Translate this sentence from the case history below into Spanish: "His condition had been good, but he soon became comatose."

[[ READING PASSAGE open ]]

Title: L——, J.
Source text: Surgeon General Joseph K. Barnes, United States Army, The Medical and Surgical History of the War of the Rebellion. (1861–65.), Part 1, Volume 2 (Washington, D.C.: Government Printing Office, 1870), 265.
Civil War Washington ID: med.d1e16684
TEI/XML: med.d1e16684.xml
CASE.—Private J. L——, Co. A. 122d Ohio Volunteers, aged 23 years, was wounded at the battle of Mine Run, Virginia, November 27th, 1863, by a conoidal ball, which entered the frontal bone, just above the inner canthus of the right eye, passed downward and inward, and made its exit through the outer wall of the left antrum of Highmore. He was treated in a field hospital for several days, and on December 4th, admitted to the 3d division hospital at Alexandria, Virginia. His condition had been good, but he soon became comatose. On December 8th, Surgeon E. Bentley, U. S. V., applied the trephine and removed a disk of bone from the centre of the frontal bone between the superciliary ridges. Splinters of bone, constituting nearly all the nasal and left malar bones, were removed at the same time. No relief was afforded, and the patient died on December 13th, 1863. The pathological specimen, which shows a section of skull trephined for extensive fracture of frontal and facial bones, together with the history, was contributed by the operator.

[[ READING PASSAGE closed ]]
[[ ENTRIES SHOWN open ]]

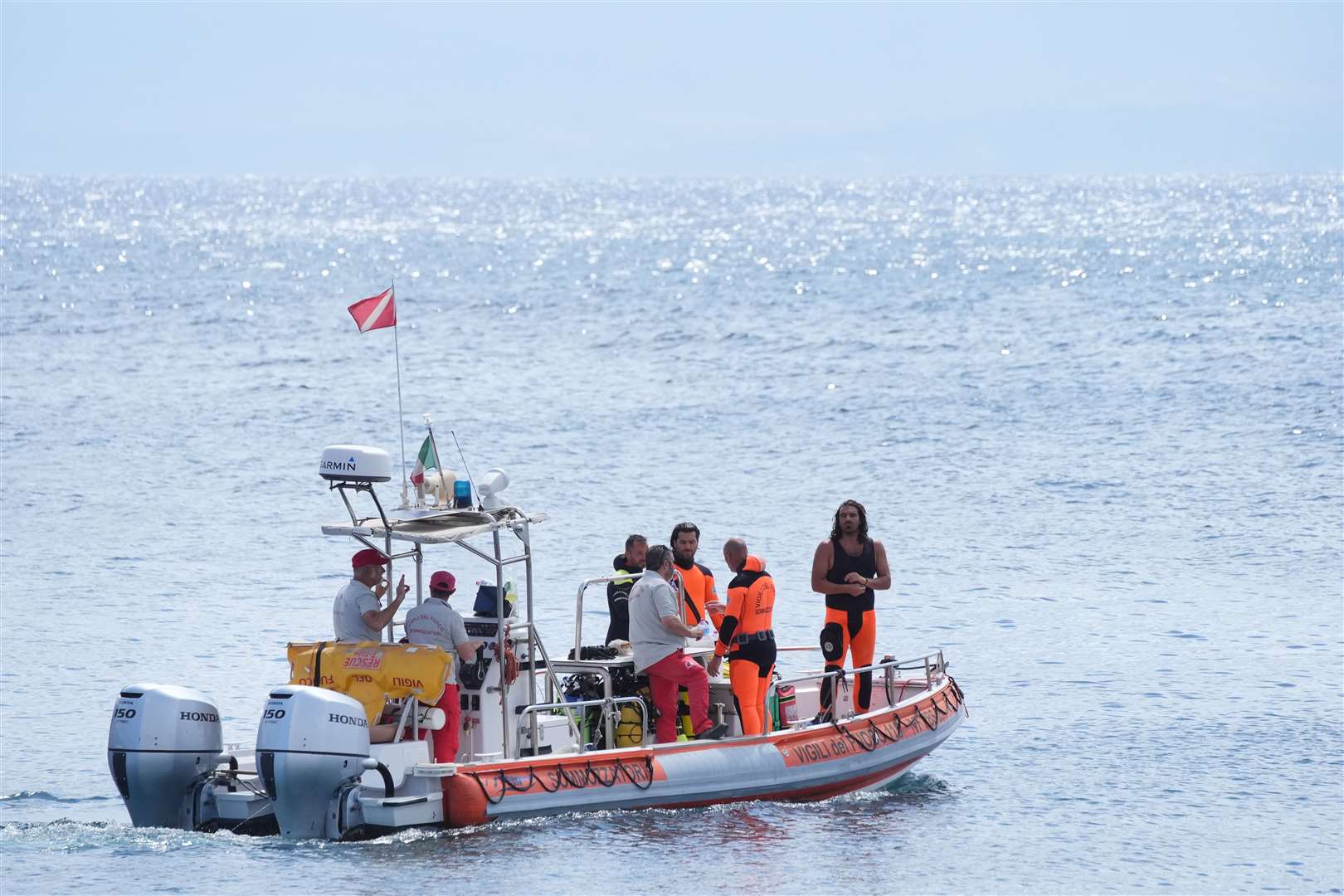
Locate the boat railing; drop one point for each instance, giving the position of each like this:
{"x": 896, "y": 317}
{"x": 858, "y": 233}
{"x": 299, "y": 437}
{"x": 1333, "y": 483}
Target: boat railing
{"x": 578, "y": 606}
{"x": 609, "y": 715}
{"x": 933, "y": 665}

[[ ENTRIES SHOWN closed ]]
[[ ENTRIES SHOWN open ]]

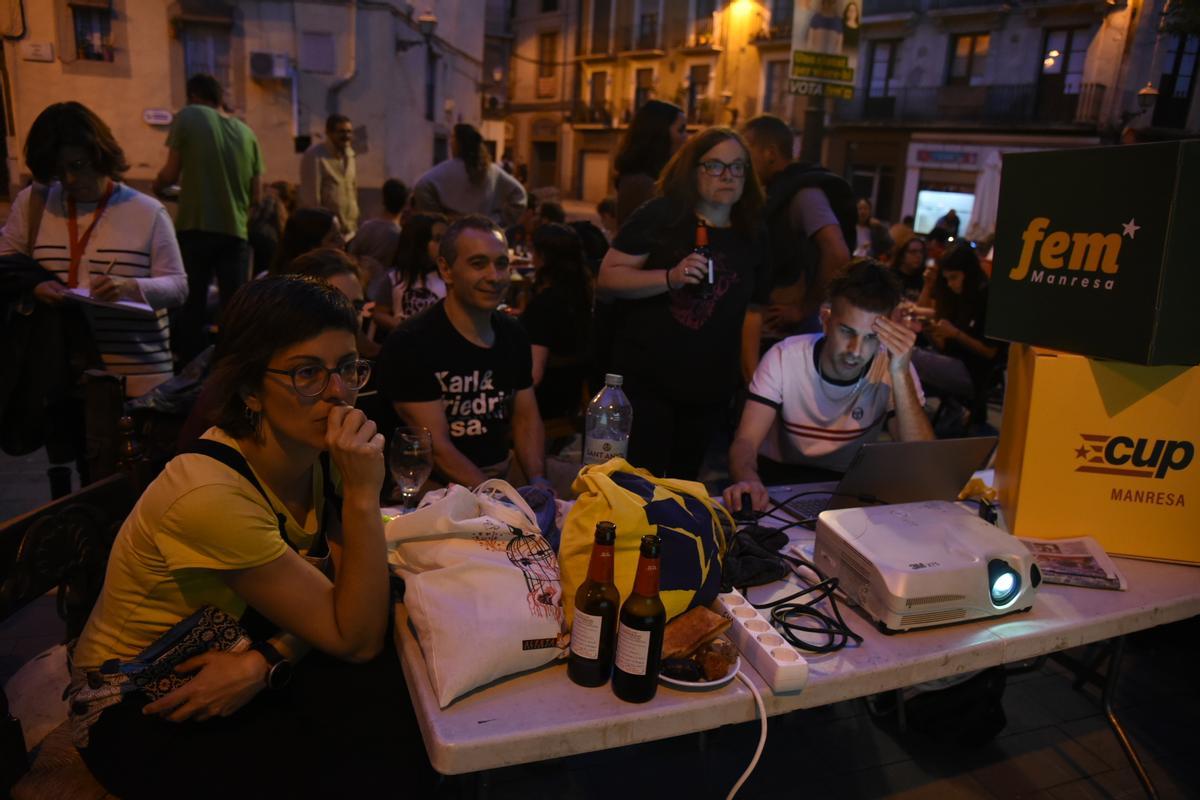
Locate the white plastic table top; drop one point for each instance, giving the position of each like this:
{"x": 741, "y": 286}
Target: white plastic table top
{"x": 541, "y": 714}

[[ ENTRIES SHOWN closed ]]
[[ ENTRIES SHOWN open ]]

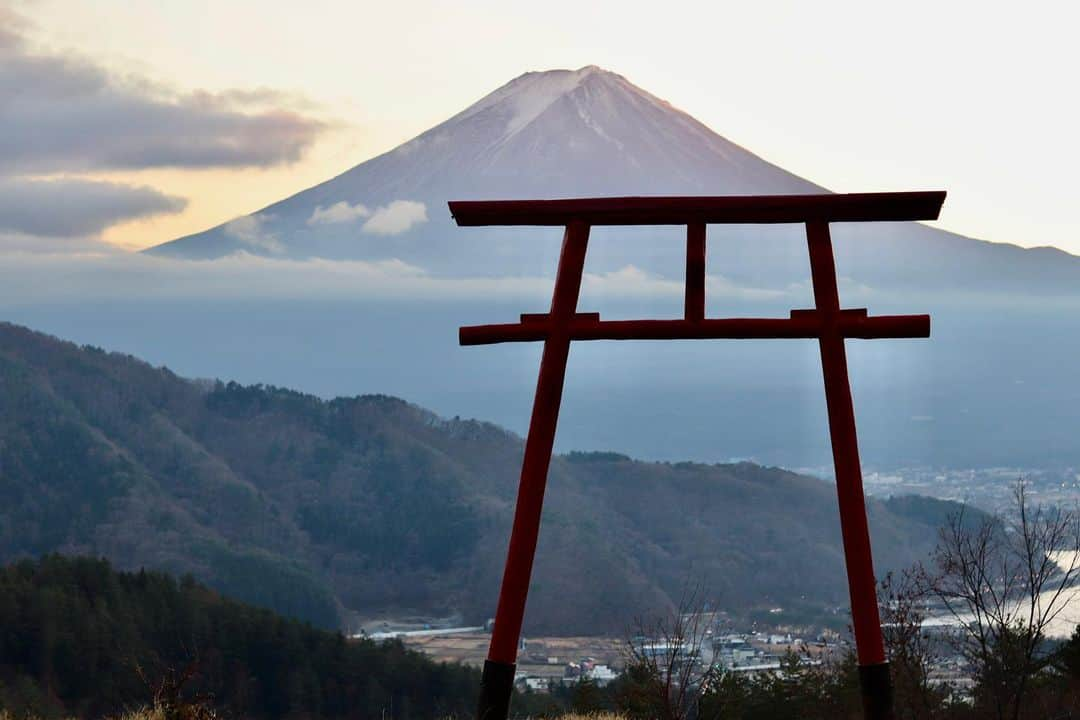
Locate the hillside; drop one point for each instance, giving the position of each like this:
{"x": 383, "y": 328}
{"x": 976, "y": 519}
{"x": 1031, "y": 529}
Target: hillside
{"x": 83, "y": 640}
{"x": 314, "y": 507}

[[ ENTRIES SHOWN closed ]]

ANSWER TO THIS EXERCISE —
Su estado había sido bueno, pero pronto entró en coma.